*Exercise brief*. Of the records below, reproduce only the span that opens with the line containing "Query: dark green sedan" and closes with the last line.

*Stored data*.
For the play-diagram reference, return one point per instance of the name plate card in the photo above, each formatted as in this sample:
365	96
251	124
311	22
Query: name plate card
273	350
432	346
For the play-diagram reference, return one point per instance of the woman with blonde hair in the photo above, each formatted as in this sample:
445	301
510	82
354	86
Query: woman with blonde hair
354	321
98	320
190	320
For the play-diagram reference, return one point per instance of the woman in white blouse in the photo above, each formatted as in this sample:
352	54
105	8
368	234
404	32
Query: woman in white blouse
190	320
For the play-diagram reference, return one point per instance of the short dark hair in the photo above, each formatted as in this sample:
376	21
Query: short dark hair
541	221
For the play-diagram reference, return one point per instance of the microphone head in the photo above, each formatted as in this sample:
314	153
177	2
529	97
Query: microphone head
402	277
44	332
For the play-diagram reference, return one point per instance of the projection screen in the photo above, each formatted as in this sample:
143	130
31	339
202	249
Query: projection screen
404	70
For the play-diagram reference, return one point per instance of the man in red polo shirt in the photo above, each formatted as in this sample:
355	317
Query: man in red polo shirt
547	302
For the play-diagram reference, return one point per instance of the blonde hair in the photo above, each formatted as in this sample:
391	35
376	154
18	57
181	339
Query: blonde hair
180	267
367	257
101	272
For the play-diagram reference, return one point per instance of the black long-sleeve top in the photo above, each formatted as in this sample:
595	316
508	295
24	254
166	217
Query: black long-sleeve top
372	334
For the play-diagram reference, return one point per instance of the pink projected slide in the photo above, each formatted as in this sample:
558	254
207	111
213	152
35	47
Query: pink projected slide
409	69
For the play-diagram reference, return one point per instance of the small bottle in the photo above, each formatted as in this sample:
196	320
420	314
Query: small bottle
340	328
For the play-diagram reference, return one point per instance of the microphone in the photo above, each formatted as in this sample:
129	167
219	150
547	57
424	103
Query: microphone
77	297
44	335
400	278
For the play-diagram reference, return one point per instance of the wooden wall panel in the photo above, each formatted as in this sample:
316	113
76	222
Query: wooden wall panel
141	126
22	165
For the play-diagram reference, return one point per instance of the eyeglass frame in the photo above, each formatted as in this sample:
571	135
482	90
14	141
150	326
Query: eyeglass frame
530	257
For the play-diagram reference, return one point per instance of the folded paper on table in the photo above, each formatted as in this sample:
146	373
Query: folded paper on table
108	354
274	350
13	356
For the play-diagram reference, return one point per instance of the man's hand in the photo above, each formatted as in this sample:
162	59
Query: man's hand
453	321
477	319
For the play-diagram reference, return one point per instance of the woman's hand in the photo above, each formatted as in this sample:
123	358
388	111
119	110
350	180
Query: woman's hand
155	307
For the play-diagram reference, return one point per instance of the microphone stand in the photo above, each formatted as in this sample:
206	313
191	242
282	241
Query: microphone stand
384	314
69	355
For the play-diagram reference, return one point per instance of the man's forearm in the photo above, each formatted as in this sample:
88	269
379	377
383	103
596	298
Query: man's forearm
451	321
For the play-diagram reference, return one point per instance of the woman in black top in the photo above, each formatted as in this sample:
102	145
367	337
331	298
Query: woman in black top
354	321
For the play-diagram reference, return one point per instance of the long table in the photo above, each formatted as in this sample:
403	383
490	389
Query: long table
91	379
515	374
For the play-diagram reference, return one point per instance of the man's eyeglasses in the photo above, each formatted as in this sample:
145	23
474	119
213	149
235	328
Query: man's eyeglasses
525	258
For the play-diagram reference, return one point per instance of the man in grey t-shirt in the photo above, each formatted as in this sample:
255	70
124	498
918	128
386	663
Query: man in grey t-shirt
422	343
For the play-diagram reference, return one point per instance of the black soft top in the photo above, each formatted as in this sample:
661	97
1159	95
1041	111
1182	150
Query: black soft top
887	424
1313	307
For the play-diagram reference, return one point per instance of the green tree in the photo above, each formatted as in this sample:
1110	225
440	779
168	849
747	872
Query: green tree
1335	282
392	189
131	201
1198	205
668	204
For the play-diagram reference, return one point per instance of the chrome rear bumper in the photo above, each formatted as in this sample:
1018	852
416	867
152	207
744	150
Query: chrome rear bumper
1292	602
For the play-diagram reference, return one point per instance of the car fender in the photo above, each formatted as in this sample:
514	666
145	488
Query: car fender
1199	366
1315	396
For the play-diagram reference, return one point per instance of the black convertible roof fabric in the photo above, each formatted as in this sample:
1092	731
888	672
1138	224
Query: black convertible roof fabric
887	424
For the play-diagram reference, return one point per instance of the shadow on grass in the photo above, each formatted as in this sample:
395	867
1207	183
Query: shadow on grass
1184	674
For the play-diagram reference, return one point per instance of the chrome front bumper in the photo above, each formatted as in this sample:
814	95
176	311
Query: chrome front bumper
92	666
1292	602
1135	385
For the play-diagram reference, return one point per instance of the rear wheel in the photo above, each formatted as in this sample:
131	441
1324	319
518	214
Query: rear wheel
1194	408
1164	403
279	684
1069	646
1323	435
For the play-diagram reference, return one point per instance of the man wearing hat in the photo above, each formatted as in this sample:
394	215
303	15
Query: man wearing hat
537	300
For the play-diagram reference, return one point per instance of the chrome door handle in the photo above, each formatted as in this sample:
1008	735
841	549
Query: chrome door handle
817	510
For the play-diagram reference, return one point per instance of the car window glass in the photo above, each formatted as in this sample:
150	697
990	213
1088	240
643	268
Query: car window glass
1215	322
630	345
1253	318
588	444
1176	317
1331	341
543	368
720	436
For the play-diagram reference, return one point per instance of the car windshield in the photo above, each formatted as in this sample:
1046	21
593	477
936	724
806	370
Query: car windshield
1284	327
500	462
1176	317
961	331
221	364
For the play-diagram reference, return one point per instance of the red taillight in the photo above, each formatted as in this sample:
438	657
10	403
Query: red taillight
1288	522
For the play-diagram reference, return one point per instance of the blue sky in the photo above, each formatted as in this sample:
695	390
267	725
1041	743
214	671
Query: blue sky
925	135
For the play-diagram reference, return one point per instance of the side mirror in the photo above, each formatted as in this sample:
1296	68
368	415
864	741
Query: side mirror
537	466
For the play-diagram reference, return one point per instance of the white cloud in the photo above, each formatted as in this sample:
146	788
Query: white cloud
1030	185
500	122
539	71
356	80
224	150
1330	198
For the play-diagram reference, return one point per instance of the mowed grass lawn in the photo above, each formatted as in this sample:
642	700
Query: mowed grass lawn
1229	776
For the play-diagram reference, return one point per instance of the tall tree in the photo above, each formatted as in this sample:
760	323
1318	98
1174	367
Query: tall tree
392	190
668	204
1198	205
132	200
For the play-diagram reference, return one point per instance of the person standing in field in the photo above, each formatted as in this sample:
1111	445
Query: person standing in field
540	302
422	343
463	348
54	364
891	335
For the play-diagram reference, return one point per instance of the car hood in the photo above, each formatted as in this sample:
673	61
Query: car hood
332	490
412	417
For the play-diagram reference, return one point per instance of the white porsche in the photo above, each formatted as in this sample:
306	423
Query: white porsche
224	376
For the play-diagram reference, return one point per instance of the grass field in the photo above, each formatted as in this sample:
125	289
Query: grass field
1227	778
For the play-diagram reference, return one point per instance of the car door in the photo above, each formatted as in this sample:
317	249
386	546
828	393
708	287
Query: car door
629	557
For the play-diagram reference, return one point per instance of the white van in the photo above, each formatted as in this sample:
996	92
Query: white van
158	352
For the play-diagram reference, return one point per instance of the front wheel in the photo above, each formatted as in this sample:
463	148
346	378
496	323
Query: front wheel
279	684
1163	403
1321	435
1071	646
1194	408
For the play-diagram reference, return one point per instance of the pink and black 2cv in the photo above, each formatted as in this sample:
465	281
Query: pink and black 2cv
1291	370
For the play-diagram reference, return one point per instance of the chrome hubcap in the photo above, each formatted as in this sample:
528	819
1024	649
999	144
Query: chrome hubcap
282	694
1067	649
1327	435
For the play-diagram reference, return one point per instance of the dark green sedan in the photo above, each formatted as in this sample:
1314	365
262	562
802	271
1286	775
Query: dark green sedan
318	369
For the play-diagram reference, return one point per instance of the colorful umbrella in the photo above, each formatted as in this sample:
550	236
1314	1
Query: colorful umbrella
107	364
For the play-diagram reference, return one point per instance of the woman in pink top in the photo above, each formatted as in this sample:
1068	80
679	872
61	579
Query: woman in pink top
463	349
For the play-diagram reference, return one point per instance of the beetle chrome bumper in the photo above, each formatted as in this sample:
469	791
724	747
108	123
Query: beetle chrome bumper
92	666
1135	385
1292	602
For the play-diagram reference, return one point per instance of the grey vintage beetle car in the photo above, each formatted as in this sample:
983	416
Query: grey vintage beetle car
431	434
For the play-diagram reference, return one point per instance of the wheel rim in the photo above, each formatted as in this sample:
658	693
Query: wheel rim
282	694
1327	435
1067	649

*Output of the exercise*.
Query: dark green sedan
318	369
For the play-diagram reference, return one point per instance of the colorful umbrella in the photo above, each formatted as in this sample:
550	236
1314	1
Query: colorful umbrella
107	364
For the play-diagram reference, return one point per instance of the woman in pink top in the photo above, each formatted as in this sample:
1068	80
679	872
61	579
Query: woman in pink top
463	349
For the play-diagram reference, return one point per instance of the beetle chrome bumper in the photo above, each formatted as in this sample:
469	791
724	747
108	123
Query: beetle chrome bumper
92	666
1135	385
1292	602
For the play-diagram reference, return one point per instance of the grey vintage beetle car in the photo above, each formatted as in this sample:
983	416
Query: grey vintage beetle car
431	434
For the play-diagram reference, return one point per instance of the wheel rim in the photo above, each formatted as in this sample:
658	693
Query: wheel rim
282	694
1327	435
1067	649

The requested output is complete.